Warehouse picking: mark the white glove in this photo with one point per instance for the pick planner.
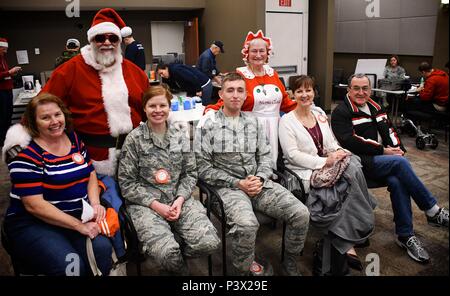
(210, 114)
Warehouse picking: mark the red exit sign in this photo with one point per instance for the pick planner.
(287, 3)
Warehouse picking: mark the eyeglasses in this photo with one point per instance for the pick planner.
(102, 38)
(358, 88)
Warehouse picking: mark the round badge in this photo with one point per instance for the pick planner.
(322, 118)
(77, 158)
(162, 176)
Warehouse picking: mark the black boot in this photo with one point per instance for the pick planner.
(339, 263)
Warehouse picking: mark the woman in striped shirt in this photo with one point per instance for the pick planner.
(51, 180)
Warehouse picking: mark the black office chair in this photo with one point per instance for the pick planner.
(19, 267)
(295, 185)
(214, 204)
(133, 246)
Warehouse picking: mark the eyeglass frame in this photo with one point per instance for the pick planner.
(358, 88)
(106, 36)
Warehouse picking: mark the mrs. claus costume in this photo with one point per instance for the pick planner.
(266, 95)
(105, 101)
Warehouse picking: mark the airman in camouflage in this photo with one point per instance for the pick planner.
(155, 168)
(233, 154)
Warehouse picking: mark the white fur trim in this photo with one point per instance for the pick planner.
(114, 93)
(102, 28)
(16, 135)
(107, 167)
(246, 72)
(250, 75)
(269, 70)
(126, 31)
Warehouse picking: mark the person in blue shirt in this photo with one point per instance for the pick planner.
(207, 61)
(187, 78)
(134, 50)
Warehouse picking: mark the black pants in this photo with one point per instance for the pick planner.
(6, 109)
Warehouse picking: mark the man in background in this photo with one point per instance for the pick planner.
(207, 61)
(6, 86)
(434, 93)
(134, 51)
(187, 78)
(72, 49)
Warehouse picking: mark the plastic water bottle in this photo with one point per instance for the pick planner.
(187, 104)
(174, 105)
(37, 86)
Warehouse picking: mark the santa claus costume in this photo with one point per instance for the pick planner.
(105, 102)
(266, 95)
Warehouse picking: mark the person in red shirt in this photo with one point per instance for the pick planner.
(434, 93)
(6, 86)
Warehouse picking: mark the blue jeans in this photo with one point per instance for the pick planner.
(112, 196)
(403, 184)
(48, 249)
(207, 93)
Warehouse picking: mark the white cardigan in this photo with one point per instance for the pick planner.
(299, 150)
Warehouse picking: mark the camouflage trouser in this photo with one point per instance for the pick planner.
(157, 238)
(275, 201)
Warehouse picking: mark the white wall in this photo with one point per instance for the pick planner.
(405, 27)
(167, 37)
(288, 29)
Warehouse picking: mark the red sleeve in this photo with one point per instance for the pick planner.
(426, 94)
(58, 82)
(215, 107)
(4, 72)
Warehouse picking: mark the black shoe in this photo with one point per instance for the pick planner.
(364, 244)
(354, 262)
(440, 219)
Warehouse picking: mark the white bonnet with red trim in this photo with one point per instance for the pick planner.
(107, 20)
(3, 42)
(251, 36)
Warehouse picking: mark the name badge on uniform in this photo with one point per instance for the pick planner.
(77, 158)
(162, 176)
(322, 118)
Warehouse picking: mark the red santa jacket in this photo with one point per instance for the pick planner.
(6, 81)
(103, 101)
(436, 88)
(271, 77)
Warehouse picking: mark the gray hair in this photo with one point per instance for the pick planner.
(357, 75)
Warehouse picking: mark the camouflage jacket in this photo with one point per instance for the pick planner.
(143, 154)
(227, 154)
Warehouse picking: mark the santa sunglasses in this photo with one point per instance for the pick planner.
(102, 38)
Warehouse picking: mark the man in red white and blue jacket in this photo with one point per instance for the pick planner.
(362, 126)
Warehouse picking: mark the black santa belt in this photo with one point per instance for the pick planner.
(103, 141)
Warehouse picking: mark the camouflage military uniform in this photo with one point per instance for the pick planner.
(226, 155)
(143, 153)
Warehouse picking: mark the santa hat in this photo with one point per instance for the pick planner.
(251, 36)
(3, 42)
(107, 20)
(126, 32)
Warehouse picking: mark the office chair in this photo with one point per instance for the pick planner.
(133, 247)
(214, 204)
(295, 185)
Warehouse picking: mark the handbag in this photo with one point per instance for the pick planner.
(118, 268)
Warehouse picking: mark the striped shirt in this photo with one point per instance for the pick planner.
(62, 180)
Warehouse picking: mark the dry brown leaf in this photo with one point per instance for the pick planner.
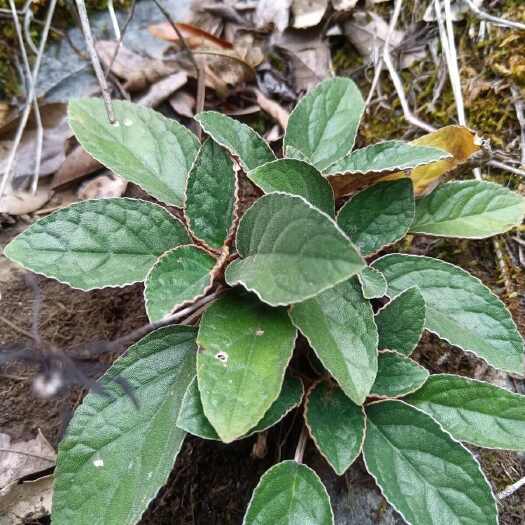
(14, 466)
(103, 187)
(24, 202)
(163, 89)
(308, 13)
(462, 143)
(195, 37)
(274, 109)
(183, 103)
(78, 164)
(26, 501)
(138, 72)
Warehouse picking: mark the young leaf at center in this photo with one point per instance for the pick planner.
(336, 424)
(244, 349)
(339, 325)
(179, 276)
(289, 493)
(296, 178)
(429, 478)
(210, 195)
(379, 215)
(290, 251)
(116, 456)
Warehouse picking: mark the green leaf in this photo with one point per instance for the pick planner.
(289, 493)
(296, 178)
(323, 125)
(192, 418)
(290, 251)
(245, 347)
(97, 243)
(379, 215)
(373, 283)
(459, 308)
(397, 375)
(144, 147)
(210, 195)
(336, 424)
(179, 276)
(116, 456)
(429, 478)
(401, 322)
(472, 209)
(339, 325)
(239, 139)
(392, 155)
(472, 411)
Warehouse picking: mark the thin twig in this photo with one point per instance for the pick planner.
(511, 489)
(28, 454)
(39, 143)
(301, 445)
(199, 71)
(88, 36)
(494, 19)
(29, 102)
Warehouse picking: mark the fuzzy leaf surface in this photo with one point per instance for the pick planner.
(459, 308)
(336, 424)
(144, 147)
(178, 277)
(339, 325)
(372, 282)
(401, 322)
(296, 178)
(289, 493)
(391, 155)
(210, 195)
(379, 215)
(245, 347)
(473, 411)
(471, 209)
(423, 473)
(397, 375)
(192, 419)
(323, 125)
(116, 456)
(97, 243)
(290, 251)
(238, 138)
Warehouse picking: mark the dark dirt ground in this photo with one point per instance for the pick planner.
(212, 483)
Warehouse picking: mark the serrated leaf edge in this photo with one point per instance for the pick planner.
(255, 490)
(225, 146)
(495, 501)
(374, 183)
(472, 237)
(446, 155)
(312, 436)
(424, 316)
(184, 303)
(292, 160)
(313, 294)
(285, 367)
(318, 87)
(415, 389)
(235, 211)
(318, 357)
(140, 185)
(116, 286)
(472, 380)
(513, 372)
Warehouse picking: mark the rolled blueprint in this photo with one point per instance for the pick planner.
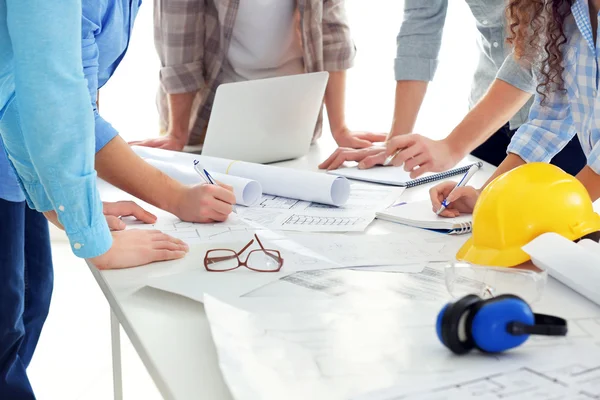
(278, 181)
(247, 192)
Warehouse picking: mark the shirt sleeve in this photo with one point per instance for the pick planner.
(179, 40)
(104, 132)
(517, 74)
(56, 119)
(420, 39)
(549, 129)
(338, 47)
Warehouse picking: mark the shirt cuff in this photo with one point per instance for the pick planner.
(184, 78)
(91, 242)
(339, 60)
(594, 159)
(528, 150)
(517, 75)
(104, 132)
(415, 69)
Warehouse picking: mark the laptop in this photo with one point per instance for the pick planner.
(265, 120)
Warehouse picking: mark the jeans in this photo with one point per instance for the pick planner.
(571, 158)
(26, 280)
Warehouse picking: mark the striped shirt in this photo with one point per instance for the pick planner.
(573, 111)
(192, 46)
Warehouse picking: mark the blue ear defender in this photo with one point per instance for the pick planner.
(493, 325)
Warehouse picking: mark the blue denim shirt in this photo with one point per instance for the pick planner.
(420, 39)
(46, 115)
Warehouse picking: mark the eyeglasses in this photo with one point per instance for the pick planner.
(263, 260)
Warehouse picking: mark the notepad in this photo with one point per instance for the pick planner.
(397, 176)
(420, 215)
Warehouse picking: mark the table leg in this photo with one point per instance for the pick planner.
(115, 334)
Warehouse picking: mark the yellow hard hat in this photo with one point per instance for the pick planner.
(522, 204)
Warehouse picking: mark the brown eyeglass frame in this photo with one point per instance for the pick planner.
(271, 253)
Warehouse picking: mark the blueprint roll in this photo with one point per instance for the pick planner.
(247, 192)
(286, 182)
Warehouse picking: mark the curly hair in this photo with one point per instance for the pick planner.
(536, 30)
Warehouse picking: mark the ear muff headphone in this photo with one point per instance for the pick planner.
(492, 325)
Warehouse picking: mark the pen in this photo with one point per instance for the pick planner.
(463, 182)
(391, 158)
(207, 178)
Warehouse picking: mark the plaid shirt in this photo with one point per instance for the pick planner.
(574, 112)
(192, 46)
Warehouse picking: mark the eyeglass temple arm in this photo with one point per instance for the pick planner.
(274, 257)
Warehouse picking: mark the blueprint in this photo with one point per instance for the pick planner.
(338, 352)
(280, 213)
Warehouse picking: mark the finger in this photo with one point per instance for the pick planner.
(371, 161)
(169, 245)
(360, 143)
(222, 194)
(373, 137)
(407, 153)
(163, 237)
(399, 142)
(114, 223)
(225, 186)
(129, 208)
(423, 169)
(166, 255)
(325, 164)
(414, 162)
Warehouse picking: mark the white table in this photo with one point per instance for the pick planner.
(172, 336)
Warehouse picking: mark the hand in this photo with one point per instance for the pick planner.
********
■ Stated problem ■
Carry over the stretch of the listing from the line containing "Warehouse picking: mark the white table" through the end of the listing, with 37 added to every number in the point coordinates.

■ The result ■
Warehouse picking: mark the white table in this photo with one point per instance for the pick planner.
(209, 373)
Warehouse picking: mark the hand in this photo with one point per instance for the pick planner.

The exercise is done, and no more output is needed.